→ Okuma Metni

== == ==

Kültür Sanat Edebiyat Şiir

ütopya sizce ne demek, ütopya size neyi çağrıştırıyor?

ütopya terimi Cem Nizamoglu tarafından tarihinde eklendi

  • Gökhan Oflazoğlu
    Gökhan Oflazoğlu

    Adalet ideası insan saflığının asla tahayyül edemeyeceği kadar büyük bir ütopyadır. Doğadaki her şey bu ideayı yerinden eder - tarihten söz bile etmiyoruz. - ahlaki düzen çocuk oyunlarına layık masaldır. Hayatta bir an bile kendini unutmayan, hiçbir fikirkarşısında hiçbir düş, hiçbir mücadele karşısında kendini unutmayan kimse zafer kazanır ancak. Kişi kendi çıkarı ve varoluşu hilafına bir değere kendini adadığında, ilk karşısına çıkan onu çiğner. Acının tözsel monotonluğunu varlığın bağrında keşfetmiş olanların güçlükle haz alabildiği bir zevkin farkedilmez dalgalanmaları peşinde çırpınır insan.

    CİORAN, Rumen Filozof,


    Yani doğruluk ideali zor iştir, avanta ideali de, sonradan acı oyar, üstelik kesintisiz, niyeti bozukla, halis olanı ayıran sınav budur zaten, bence gübrelik de yeter.

  • Osman Aslan
    Osman Aslan

    Gerçekte mevcut olmayan, ileriye yönelik tasarlanan ideal toplum biçimi anlamına gelir. Ütopyalar, bugünü değil geleceği anlatır. Yani ütopya bugün gerçekleşmesi mümkün olmayan, imkansız olan tasarımları açıklar.

  • Erdem Ülkün
    Erdem Ülkün

    Diktatörlerin ütopyası,halklarının felaketidir.

== == ==

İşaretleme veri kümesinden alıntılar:
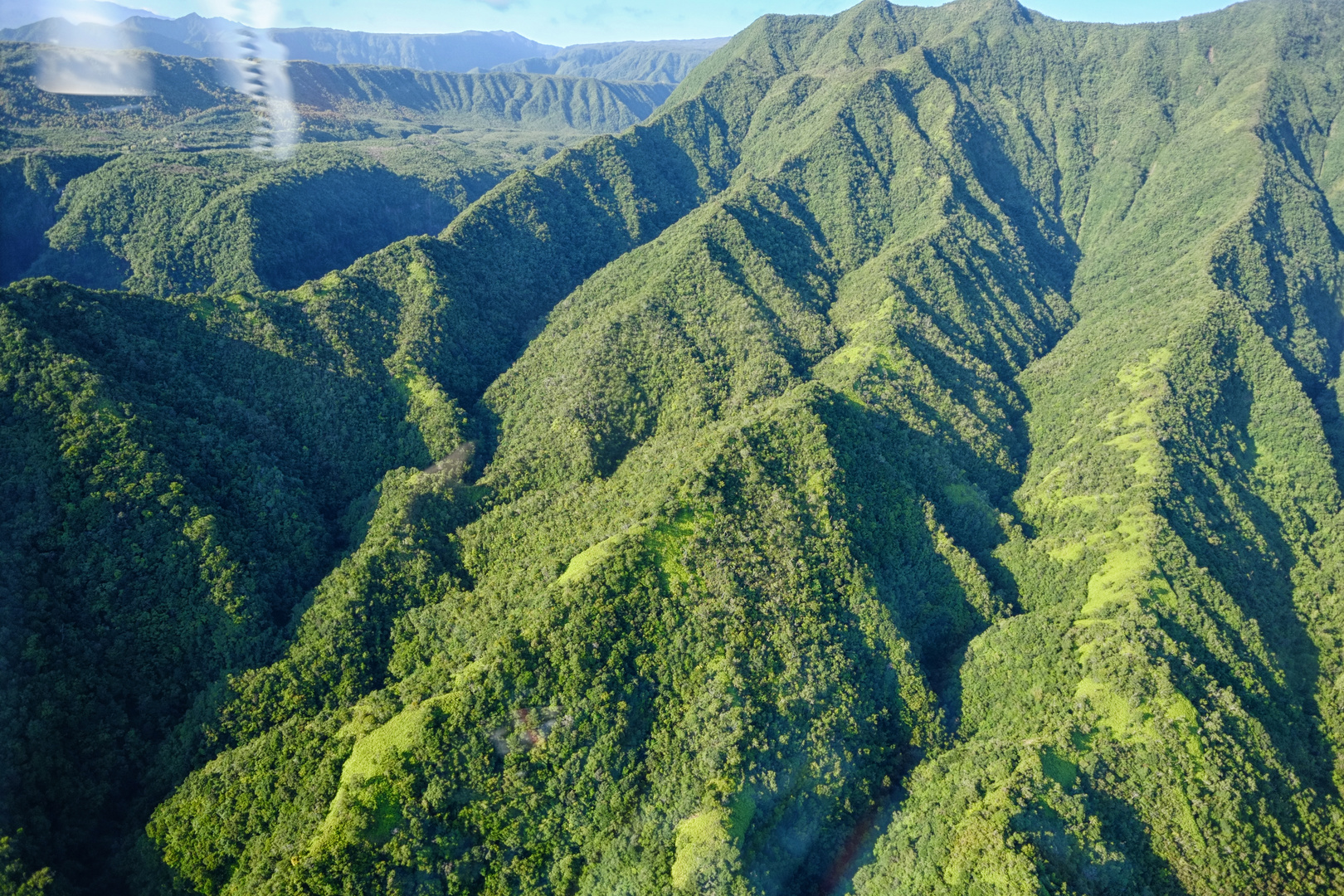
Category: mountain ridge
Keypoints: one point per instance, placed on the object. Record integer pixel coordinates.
(905, 462)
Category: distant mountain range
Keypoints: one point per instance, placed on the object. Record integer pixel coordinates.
(194, 35)
(657, 61)
(21, 12)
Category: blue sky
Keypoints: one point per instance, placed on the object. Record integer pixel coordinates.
(565, 22)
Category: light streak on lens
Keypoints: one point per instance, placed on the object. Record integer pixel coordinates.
(258, 71)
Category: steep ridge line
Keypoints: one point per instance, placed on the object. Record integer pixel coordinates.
(894, 422)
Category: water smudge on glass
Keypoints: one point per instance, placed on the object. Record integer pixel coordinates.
(258, 69)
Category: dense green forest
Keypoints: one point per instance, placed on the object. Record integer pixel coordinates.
(903, 464)
(164, 195)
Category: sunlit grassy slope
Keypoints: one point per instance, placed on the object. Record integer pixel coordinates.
(903, 465)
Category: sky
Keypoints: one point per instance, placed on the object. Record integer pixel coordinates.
(567, 22)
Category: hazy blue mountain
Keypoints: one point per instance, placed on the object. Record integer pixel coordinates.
(657, 61)
(21, 12)
(194, 35)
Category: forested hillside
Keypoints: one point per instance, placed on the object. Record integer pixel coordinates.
(905, 464)
(163, 195)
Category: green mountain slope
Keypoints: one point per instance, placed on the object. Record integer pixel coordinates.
(903, 464)
(194, 102)
(168, 215)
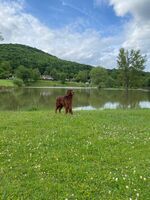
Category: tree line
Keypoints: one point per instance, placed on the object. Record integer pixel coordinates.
(27, 65)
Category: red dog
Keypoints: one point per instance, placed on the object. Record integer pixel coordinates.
(65, 101)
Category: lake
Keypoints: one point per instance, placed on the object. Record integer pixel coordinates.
(84, 98)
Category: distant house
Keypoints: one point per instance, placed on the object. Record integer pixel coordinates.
(46, 77)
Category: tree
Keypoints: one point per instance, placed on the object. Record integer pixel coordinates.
(27, 75)
(130, 63)
(1, 37)
(5, 70)
(99, 76)
(82, 76)
(62, 77)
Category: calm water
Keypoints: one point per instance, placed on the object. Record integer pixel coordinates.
(86, 99)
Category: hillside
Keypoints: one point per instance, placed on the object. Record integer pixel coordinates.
(18, 54)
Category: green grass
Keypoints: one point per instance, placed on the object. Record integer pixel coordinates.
(92, 155)
(6, 83)
(43, 83)
(46, 83)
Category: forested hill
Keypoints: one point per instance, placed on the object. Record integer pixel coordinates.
(29, 57)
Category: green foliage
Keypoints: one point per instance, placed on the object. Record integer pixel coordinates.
(87, 156)
(99, 76)
(62, 77)
(83, 76)
(18, 82)
(1, 37)
(33, 58)
(130, 64)
(27, 75)
(5, 70)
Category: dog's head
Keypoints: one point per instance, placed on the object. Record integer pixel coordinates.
(70, 92)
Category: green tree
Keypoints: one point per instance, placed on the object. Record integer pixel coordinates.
(5, 70)
(35, 74)
(130, 63)
(99, 76)
(1, 37)
(62, 77)
(82, 76)
(25, 74)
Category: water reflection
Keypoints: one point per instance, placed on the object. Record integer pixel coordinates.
(84, 99)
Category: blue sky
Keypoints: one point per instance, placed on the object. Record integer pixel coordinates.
(89, 15)
(86, 31)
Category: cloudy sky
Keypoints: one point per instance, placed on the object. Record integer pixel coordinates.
(86, 31)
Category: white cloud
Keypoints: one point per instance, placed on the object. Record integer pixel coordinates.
(86, 47)
(137, 30)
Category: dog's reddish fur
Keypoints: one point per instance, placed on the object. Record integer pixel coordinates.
(65, 101)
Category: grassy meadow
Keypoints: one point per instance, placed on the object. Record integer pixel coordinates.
(43, 83)
(6, 83)
(92, 155)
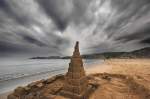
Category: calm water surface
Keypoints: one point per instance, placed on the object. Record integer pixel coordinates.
(19, 72)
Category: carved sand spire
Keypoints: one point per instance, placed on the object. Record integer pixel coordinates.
(75, 86)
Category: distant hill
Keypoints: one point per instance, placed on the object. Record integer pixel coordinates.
(141, 53)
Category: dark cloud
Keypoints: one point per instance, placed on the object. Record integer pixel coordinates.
(32, 40)
(52, 26)
(54, 8)
(146, 41)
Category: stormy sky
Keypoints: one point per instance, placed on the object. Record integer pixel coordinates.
(51, 27)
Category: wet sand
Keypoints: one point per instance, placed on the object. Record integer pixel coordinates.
(138, 69)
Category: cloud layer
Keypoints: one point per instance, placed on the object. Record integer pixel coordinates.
(51, 27)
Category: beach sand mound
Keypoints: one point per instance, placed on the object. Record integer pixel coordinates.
(105, 86)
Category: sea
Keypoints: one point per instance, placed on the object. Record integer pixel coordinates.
(20, 72)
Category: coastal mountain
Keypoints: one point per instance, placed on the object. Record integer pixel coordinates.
(141, 53)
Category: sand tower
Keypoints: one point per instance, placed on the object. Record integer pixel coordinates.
(76, 84)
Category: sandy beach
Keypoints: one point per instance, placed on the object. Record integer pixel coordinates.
(136, 68)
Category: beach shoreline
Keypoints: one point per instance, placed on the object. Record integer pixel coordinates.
(130, 67)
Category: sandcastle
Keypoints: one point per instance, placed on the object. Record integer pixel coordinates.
(76, 83)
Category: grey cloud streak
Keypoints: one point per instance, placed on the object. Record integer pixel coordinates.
(50, 27)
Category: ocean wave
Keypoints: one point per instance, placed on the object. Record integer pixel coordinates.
(7, 77)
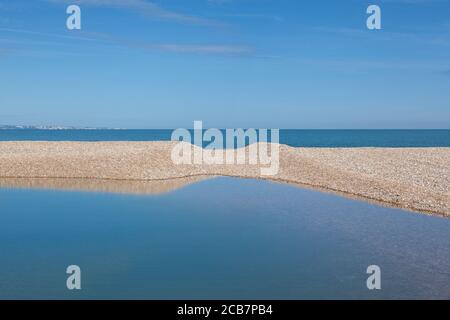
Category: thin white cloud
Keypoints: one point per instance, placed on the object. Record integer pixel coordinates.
(109, 40)
(147, 8)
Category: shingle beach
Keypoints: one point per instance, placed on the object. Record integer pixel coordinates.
(416, 179)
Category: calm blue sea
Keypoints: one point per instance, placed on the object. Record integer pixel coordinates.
(295, 138)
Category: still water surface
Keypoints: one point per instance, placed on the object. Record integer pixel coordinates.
(223, 238)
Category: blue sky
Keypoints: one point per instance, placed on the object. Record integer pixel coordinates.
(230, 63)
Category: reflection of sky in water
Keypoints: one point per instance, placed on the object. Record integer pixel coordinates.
(220, 238)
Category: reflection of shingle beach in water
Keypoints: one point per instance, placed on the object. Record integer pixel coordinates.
(411, 178)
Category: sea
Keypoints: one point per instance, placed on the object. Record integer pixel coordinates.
(220, 238)
(294, 138)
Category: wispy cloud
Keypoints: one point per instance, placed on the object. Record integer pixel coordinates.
(147, 8)
(42, 40)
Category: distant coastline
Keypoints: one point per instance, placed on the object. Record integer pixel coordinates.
(50, 127)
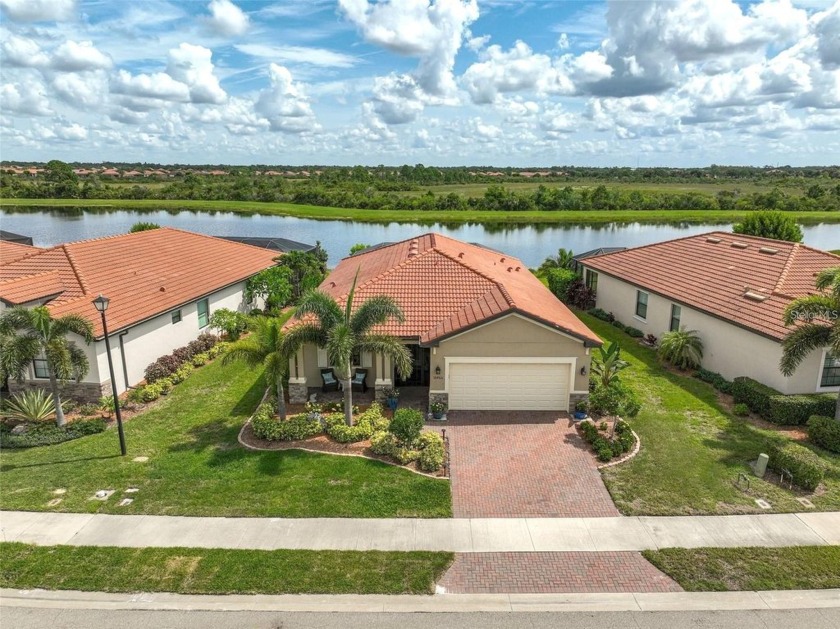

== == ==

→ Görev 1
Okuma metnine göre aşağıdaki soruları yanıtlayın.
(a) Cioran'dan aktarılan sözlere göre adalet ideası nasıl bir ütopyadır?
(b) Osman Aslan'ın yazısına göre ütopyalar neyi anlatır?
(c) Erdem Ülkün'e göre diktatörlerin ütopyası nedir?
→ Görev 2
Okuma metninin "Yani doğruluk ideali" ile "Diktatörlerin ütopyası,halklarının felaketidir." arasındaki kısmını, bu iki ifade de dahil olmak üzere, olduğu gibi tekrarlayın.

→ Görevin Çözümü 1
(a) İnsan saflığının asla tahayyül edemeyeceği kadar büyük bir ütopyadır.
(b) Bugünü değil, geleceği anlatır.
(c) Halklarının felaketidir.

→ Görevin Çözümü 2
Yani doğruluk ideali zor iştir, avanta ideali de, sonradan acı oyar, üstelik kesintisiz, niyeti bozukla, halis olanı ayıran sınav budur zaten, bence gübrelik de yeter.

  • Osman Aslan
    Osman Aslan

    Gerçekte mevcut olmayan, ileriye yönelik tasarlanan ideal toplum biçimi anlamına gelir. Ütopyalar, bugünü değil geleceği anlatır. Yani ütopya bugün gerçekleşmesi mümkün olmayan, imkansız olan tasarımları açıklar.

  • Erdem Ülkün
    Erdem Ülkün

    Diktatörlerin ütopyası,halklarının felaketidir.